= What the task requires =
What lines in the records below mention "stripe"? List them all.

= Exercise data =
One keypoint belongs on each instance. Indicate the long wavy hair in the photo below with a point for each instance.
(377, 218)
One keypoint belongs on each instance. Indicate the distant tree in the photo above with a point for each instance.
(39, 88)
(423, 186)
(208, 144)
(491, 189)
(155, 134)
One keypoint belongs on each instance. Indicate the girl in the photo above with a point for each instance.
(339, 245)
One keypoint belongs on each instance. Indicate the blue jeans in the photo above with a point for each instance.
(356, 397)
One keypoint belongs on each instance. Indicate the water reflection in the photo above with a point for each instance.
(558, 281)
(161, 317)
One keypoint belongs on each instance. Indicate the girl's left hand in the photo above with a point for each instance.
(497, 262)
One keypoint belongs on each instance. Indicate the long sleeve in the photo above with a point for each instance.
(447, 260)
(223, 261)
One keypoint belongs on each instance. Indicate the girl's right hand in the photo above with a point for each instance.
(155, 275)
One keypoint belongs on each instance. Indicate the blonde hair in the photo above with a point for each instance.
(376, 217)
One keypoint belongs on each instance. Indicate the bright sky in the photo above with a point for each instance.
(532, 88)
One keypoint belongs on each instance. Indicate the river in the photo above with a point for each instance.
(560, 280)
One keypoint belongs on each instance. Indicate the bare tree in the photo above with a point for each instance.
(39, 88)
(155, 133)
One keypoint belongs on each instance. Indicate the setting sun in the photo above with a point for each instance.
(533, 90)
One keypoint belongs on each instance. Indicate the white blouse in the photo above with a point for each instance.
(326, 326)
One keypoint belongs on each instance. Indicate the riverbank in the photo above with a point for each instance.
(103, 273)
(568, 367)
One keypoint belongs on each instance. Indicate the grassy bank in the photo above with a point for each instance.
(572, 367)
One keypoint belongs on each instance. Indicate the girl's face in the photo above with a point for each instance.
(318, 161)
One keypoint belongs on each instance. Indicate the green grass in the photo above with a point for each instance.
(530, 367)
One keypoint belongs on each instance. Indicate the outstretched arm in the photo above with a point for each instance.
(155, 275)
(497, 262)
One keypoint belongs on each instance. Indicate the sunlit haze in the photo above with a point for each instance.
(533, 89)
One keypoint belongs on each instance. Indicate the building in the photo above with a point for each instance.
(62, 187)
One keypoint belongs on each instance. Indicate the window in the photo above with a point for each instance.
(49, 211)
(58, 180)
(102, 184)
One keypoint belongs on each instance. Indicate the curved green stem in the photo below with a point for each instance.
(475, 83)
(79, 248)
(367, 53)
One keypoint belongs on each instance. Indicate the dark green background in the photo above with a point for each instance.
...
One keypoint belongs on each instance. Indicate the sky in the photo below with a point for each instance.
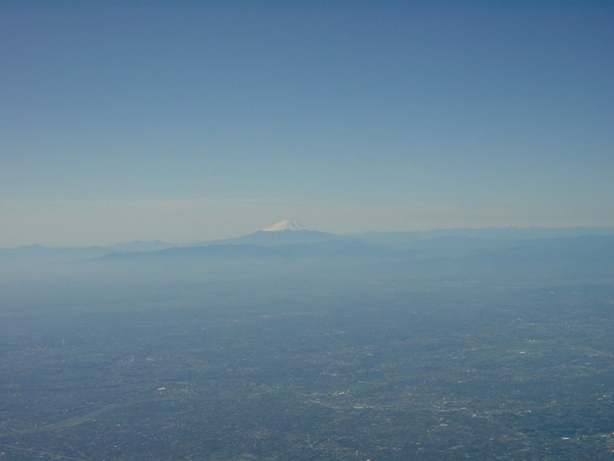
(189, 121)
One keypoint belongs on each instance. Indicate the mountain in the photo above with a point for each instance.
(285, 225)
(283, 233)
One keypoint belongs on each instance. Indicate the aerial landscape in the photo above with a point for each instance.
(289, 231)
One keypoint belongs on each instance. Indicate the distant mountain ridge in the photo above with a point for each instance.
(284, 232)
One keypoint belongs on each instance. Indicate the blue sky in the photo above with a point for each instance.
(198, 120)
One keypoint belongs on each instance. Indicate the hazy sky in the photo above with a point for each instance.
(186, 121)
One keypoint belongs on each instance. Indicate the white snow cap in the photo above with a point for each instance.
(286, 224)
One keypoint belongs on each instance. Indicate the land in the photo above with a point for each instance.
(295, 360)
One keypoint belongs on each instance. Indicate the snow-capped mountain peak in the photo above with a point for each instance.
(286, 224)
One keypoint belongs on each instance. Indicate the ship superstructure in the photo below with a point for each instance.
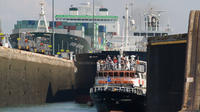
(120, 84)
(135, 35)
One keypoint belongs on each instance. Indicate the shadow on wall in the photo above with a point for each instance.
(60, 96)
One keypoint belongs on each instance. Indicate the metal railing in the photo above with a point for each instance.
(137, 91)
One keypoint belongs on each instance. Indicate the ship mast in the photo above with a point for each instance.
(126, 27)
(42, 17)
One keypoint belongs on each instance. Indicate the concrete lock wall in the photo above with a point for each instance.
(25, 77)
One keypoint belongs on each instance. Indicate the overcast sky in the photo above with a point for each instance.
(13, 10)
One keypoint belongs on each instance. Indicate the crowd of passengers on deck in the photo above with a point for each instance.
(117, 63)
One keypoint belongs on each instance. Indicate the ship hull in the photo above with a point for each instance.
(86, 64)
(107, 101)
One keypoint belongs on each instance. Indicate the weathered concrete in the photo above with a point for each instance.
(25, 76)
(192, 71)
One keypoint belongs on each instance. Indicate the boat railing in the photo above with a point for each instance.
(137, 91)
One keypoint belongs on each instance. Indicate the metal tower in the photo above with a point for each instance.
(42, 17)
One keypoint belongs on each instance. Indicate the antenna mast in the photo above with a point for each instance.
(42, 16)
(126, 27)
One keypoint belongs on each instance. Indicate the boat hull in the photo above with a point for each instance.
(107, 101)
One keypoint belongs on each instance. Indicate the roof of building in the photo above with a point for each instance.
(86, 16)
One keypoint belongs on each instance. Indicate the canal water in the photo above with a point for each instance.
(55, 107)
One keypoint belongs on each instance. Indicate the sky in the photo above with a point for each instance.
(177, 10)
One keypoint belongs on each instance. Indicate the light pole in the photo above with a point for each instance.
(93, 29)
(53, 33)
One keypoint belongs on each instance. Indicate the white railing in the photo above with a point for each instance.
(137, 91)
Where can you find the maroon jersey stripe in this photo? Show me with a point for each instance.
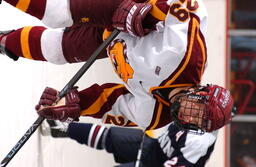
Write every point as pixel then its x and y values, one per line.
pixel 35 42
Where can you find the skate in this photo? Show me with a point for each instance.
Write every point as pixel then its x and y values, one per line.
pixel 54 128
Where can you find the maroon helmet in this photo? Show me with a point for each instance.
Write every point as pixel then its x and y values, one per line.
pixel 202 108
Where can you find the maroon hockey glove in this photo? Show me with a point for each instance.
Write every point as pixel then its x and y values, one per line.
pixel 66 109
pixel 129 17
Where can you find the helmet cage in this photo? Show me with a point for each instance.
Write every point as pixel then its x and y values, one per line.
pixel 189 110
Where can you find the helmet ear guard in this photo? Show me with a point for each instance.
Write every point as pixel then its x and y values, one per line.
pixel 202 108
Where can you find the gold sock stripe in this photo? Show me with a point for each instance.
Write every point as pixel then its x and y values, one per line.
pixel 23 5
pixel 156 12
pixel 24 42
--
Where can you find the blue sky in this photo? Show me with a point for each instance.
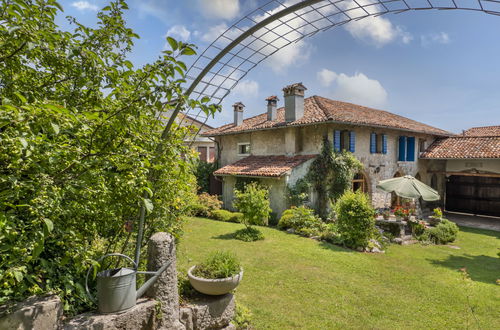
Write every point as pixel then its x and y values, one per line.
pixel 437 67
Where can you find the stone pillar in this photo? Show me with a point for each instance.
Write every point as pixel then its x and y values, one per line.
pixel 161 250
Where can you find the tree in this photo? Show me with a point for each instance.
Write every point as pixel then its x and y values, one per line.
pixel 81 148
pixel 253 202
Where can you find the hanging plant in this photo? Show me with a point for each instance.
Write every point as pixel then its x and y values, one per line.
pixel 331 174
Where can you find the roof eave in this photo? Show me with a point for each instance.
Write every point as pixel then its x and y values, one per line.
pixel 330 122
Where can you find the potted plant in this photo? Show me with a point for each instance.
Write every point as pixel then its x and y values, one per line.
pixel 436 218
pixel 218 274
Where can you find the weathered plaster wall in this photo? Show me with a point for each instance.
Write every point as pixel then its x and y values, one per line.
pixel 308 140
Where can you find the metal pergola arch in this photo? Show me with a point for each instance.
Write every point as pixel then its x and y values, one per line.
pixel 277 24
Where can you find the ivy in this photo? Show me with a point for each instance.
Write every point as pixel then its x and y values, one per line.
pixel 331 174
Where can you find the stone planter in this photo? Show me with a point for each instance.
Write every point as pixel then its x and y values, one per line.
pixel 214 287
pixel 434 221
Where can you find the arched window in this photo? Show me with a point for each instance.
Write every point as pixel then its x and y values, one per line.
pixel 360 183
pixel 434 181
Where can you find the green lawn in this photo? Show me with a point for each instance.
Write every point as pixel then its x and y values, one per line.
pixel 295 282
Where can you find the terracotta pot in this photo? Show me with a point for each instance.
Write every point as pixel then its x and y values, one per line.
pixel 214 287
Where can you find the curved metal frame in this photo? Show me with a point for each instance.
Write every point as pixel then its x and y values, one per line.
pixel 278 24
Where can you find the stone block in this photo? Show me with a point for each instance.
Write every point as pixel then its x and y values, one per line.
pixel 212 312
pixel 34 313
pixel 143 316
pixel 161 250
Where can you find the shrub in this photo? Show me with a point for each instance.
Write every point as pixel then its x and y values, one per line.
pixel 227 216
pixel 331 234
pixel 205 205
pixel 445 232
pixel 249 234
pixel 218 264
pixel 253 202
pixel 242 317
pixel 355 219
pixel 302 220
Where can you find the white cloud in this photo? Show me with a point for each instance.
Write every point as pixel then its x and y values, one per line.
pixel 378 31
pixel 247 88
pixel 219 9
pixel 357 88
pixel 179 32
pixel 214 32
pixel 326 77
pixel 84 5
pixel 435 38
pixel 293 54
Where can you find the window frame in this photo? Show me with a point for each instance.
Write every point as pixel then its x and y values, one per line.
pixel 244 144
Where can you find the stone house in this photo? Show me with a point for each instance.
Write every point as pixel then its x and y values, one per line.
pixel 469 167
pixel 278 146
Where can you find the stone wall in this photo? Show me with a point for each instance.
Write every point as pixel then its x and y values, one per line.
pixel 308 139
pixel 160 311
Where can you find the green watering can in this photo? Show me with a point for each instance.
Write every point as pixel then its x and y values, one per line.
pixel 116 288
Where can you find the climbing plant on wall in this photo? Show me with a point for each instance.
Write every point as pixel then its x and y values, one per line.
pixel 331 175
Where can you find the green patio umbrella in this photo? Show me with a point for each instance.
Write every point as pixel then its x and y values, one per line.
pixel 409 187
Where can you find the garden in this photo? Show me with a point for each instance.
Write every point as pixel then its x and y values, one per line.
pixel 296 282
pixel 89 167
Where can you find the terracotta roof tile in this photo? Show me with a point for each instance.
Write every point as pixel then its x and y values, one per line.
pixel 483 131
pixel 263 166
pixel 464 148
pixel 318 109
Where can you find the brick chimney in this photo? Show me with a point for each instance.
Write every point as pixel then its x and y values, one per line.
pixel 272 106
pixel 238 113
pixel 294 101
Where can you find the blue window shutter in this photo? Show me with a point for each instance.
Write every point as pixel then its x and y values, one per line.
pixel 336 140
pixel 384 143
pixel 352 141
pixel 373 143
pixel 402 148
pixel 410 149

= Answer section =
Where can you find the maroon jersey stripe in this photo? Show me with a point for each instance.
Where can you find the gold sock stripe in this photo? Show me with a point for each instance.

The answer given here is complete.